Provided information below:

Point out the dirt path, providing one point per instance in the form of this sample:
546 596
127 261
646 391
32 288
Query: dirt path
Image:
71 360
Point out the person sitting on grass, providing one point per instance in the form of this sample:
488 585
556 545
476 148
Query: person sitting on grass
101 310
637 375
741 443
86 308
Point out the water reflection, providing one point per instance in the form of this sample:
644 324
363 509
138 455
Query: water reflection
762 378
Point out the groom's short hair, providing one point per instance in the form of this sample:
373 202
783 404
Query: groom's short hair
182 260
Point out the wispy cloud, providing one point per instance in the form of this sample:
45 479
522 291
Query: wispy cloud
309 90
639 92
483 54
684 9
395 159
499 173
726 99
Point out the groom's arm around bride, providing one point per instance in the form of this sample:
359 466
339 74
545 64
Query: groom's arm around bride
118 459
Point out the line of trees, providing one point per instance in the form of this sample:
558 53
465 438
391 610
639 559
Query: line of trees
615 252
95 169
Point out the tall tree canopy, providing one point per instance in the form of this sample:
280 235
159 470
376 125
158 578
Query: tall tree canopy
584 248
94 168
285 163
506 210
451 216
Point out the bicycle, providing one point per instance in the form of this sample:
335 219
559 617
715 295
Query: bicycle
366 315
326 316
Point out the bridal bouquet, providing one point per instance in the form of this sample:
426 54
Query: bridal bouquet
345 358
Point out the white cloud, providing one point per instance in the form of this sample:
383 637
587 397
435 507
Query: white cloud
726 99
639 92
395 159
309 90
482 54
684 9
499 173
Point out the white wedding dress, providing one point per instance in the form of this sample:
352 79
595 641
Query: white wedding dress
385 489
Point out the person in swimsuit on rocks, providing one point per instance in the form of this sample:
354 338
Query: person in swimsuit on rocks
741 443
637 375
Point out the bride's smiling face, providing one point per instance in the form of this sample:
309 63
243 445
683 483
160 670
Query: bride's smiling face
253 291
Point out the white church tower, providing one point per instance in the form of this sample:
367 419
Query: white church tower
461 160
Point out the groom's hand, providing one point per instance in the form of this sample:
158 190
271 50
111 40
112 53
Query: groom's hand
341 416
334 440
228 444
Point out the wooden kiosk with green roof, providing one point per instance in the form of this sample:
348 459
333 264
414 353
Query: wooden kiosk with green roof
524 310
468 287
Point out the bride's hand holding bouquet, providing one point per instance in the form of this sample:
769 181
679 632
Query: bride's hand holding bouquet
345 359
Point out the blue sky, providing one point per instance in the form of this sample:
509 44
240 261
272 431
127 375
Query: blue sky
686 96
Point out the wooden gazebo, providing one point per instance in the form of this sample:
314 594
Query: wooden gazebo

End of Provided information.

Problem details:
The task requires that all the material be restated word for word.

Exercise solution:
Point out the dirt path, providing one point per instance in the form of this sample:
546 596
127 261
646 391
32 288
Query: dirt path
Image:
71 360
Point out the person sitting on grass, providing one point per instance in the form of this sample:
488 585
556 545
476 148
Query: person sitting on grass
101 310
637 375
741 443
86 308
Point out the water reflection, providing one point per instance in the form of this sample:
644 324
363 509
138 455
Query: water reflection
762 378
Point out the groom's short hair, providing one point per instance in the form of this sample:
373 202
783 404
Query: groom's short hair
182 260
Point out the wispy cloud, providing one point per instance in the form of this sample:
45 479
522 291
Query: wispy cloud
309 90
639 92
483 54
684 9
395 159
499 173
726 99
Point out the groom's arm around bride, providing one point per instance in the form of this sample:
359 466
339 74
545 64
Query: groom's arm around bride
118 459
Point out the line of trees, providing one point per instance in the form of this sample:
558 53
465 438
391 610
639 559
Query: line of trees
615 252
95 169
Point out the tall tree canopy, providing one point per instance in the form of this sample:
280 235
159 470
376 125
158 578
Query: tall tree canopy
584 248
94 168
285 163
506 210
451 216
Point out the bicycle, providing one point per instance in the form of this sample:
335 219
559 617
715 295
Query: bicycle
366 315
326 316
Point out the bridal bouquet, providing one point per instance in the form of this sample:
426 54
Query: bridal bouquet
345 358
Point out the white cloud, providing one point per instance in the form of this sample:
383 637
587 397
435 507
Query: white cloud
726 99
639 92
395 159
309 90
482 54
684 9
499 173
Point out the white wedding dress, providing one point per instance in the form of this sample:
352 79
595 641
Query: white wedding dress
385 489
Point out the person in swimsuit on rocks, providing one point per instance in the form of this sample:
354 338
Query: person in swimsuit on rocks
741 443
637 375
Point out the bride's smiling face, providing one point per instance in the form of this sample:
309 63
243 445
683 483
160 670
Query: bride's smiling face
253 291
Point out the white church tower, providing one point per instance in the form of this sample:
367 419
Query: white church tower
461 160
Point out the groom's hand, providing one point per instance in the form of this sample:
158 190
271 50
111 40
112 53
Query: groom's hand
341 416
334 440
228 444
Point out the wooden kiosk with green roof, providing one point per instance in the form of this sample:
348 459
333 264
414 353
Query: wooden kiosk with green roof
524 310
468 287
Point out the bride's hand holding bouquet, providing one point per instance in the form of this sample:
769 181
679 632
Query: bride's hand holding bouquet
345 359
Point out the blue sky, providing one point per instance in the form of this sample:
509 44
240 261
272 431
127 375
Query: blue sky
686 96
Point out the wooden gazebo, providing one point per instance in the form of this sample:
314 594
Query: wooden gazebo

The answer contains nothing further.